- [Written problem]
List every line in the records below that contains the word "breast".

Records from a data source:
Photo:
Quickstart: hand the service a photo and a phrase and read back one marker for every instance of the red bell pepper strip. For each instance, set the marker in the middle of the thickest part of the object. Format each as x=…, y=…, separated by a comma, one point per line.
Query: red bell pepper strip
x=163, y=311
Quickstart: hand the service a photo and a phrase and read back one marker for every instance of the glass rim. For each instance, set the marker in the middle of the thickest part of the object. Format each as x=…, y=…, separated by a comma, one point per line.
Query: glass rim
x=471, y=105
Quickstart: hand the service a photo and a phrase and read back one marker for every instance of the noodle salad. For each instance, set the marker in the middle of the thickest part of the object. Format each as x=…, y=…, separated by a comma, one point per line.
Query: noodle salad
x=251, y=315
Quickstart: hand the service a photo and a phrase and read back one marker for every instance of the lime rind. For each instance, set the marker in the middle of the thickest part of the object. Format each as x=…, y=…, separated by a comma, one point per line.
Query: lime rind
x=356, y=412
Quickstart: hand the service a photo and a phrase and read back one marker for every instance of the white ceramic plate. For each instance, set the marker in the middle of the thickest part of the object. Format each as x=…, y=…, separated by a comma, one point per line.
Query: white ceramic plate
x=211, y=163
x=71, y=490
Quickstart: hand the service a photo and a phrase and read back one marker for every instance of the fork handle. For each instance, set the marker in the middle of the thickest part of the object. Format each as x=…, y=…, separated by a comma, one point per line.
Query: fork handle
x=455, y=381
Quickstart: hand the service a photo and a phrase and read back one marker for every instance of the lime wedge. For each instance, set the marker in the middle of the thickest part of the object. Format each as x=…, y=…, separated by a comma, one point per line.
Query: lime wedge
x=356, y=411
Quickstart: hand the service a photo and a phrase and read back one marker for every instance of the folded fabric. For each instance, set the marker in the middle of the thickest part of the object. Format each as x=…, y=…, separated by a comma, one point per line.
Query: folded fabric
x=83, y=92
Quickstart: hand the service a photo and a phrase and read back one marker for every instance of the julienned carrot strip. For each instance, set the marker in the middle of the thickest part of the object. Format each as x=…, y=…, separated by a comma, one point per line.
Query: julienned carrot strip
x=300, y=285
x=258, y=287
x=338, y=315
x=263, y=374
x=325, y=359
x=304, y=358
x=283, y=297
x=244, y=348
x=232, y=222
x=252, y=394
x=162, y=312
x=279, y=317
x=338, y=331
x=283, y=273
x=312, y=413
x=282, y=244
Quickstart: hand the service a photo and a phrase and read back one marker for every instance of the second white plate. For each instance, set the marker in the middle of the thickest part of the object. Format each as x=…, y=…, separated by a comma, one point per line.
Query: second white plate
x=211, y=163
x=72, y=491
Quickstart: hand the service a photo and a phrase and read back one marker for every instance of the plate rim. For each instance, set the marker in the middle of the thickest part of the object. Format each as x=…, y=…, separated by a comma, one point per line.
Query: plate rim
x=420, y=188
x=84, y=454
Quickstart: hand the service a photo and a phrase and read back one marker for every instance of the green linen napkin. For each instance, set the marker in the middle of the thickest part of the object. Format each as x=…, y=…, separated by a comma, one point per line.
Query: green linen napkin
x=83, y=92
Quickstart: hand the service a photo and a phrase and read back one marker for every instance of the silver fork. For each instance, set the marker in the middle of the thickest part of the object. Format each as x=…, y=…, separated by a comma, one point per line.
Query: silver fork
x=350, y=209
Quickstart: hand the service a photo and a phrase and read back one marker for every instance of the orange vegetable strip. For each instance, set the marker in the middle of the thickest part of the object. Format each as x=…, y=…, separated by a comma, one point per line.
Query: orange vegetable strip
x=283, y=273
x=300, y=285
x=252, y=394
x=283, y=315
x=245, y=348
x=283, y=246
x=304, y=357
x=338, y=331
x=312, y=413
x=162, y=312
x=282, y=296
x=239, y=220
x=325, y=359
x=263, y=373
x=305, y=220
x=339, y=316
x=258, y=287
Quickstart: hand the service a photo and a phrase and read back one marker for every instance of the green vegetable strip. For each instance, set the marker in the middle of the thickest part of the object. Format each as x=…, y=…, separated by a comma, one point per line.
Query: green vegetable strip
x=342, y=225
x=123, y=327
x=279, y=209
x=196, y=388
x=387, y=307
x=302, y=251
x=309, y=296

==

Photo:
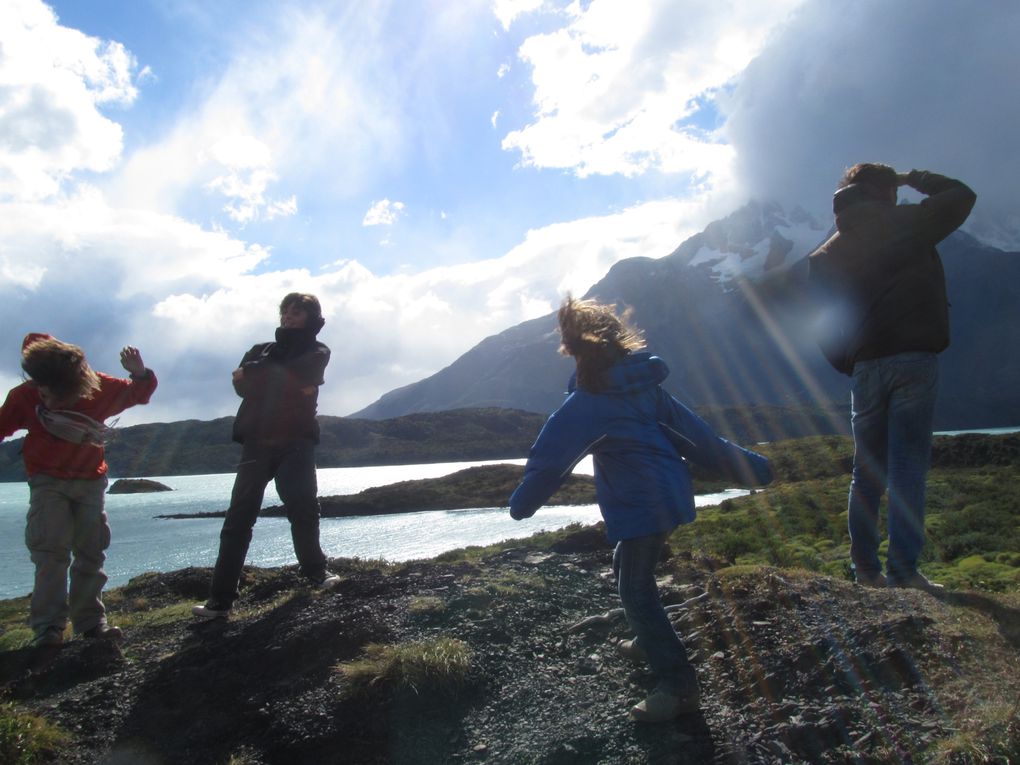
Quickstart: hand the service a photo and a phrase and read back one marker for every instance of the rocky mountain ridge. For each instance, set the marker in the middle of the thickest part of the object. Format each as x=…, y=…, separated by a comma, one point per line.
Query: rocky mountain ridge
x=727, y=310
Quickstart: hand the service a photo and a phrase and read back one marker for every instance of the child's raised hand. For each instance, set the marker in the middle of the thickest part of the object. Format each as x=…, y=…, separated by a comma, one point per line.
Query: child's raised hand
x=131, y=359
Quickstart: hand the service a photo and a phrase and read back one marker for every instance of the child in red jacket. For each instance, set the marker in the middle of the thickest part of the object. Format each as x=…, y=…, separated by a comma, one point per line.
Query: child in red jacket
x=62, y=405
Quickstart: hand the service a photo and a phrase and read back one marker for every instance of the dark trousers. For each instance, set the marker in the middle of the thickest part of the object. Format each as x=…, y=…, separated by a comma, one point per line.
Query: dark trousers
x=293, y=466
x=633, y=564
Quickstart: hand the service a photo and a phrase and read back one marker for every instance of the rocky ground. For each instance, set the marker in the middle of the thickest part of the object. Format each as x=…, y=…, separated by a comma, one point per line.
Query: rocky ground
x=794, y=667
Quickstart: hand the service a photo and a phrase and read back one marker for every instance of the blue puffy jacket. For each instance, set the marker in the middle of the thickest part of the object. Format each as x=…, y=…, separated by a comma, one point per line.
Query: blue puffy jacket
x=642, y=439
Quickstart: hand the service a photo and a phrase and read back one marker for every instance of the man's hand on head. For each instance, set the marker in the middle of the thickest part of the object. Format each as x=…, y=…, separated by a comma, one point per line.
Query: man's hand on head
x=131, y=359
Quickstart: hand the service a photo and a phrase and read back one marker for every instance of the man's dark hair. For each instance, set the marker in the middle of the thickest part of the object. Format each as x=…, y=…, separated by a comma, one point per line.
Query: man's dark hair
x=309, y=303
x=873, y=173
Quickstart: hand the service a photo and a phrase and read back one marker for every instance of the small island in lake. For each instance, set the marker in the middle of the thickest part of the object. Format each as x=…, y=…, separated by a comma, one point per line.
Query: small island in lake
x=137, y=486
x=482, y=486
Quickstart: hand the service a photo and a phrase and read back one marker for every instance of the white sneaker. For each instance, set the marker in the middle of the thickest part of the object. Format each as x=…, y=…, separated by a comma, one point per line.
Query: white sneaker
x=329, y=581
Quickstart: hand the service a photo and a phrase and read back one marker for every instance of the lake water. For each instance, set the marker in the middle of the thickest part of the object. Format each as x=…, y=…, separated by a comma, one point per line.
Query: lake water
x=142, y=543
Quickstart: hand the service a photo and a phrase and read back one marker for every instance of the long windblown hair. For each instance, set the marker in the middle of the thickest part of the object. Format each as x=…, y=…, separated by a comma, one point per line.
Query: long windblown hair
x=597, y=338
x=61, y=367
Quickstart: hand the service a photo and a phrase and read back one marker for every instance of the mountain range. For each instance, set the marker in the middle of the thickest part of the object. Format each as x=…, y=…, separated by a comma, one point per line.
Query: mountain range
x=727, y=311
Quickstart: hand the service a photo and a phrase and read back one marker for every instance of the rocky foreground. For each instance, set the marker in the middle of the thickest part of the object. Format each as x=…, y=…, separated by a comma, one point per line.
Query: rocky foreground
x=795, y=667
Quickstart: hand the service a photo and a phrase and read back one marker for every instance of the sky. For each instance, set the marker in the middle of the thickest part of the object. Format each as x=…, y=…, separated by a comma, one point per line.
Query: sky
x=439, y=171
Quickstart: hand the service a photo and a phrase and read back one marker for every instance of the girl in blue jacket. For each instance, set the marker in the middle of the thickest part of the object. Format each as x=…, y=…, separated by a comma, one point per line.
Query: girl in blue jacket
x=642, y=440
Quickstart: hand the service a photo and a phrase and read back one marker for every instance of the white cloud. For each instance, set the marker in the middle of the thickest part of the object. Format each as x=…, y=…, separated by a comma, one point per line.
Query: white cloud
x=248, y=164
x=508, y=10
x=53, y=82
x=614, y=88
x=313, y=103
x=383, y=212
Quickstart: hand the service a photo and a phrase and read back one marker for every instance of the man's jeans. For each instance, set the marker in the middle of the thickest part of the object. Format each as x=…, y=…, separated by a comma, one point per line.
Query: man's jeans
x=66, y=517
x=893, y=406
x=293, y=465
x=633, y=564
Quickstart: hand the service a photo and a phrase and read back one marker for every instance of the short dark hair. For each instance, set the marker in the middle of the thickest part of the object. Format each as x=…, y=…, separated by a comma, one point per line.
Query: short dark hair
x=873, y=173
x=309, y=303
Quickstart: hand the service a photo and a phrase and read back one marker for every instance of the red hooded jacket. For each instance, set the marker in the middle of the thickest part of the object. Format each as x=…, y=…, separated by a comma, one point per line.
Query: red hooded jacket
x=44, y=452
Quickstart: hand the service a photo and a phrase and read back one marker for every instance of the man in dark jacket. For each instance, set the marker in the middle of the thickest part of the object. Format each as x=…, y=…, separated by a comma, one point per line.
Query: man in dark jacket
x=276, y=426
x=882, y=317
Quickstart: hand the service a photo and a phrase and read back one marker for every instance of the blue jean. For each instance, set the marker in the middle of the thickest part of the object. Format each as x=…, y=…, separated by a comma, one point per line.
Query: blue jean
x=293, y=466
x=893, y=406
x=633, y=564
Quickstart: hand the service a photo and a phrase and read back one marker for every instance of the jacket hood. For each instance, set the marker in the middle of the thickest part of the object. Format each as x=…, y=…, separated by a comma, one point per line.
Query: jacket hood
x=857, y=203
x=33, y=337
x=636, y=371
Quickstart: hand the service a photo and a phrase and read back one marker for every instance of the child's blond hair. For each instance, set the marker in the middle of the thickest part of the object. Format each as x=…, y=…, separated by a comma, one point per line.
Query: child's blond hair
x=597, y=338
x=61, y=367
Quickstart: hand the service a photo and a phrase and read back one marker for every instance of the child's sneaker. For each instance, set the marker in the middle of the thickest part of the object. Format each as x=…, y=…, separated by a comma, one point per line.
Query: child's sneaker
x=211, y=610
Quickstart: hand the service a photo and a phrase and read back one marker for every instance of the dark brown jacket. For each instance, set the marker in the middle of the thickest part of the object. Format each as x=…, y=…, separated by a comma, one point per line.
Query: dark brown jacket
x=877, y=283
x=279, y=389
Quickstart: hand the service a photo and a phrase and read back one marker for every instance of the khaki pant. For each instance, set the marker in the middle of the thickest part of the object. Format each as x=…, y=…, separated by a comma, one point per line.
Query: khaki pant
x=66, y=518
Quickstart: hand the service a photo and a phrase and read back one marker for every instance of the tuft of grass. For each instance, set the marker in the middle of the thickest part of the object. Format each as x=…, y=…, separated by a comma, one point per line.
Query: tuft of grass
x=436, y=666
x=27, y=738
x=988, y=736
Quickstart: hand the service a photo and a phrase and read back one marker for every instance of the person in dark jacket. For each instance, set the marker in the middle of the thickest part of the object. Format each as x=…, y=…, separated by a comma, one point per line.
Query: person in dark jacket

==

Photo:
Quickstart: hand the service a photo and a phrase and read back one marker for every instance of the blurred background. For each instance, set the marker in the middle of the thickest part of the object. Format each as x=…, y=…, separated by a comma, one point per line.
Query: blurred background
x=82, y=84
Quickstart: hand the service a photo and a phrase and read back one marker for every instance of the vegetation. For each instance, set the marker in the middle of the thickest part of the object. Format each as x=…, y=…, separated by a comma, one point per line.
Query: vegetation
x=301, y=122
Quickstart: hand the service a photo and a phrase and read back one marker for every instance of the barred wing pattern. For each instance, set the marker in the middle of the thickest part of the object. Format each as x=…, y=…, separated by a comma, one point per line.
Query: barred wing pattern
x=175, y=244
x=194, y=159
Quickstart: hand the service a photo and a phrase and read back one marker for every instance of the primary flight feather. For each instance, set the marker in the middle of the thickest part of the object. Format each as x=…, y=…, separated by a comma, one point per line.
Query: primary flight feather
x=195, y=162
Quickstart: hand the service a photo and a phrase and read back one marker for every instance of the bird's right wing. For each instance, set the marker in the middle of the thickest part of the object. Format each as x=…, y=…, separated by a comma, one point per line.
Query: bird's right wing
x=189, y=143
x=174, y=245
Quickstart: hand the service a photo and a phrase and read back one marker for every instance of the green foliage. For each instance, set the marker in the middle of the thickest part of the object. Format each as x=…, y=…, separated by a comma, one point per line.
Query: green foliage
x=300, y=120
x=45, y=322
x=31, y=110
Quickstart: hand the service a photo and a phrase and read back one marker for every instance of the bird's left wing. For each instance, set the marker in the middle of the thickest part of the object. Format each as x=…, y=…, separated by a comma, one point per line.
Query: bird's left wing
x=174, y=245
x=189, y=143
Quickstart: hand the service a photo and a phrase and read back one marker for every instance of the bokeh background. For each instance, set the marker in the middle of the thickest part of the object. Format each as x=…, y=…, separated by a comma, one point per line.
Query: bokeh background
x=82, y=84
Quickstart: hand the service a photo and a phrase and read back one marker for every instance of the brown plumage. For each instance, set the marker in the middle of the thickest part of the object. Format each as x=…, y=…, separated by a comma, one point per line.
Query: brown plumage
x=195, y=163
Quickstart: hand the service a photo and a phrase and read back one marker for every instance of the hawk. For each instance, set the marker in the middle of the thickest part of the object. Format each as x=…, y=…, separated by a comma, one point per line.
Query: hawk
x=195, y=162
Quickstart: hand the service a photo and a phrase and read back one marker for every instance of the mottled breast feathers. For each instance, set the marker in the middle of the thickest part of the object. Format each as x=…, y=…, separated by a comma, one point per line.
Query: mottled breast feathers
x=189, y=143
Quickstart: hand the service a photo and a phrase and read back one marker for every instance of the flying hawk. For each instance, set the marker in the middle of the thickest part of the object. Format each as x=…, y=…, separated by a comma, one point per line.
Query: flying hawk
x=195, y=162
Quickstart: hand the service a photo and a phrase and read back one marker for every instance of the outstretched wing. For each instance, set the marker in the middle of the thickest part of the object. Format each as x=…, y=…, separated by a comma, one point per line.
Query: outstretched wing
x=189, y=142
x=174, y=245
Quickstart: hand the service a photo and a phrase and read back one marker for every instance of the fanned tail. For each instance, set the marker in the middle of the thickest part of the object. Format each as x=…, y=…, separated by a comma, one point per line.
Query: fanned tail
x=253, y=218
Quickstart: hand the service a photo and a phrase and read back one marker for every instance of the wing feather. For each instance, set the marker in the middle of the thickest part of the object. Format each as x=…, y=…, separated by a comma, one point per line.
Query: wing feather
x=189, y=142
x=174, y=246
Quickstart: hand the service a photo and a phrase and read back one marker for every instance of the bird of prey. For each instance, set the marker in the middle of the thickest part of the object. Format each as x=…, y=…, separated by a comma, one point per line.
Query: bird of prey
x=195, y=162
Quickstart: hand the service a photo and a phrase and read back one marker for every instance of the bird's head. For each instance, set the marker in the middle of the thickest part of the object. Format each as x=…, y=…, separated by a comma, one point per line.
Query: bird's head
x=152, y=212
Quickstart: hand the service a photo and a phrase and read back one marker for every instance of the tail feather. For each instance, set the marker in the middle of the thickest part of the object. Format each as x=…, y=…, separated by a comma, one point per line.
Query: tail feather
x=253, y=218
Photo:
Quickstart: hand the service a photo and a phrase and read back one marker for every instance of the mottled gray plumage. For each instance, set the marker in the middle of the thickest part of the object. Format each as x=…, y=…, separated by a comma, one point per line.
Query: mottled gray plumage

- [Response to the task]
Quickstart: hand the service a photo and a phrase and read back one marker for every instance of the mottled breast feathers. For each instance, set the marker in the middle of the thickest part of the object. Format each as x=…, y=…, separated by a comma, one point per line.
Query: mottled breast feathers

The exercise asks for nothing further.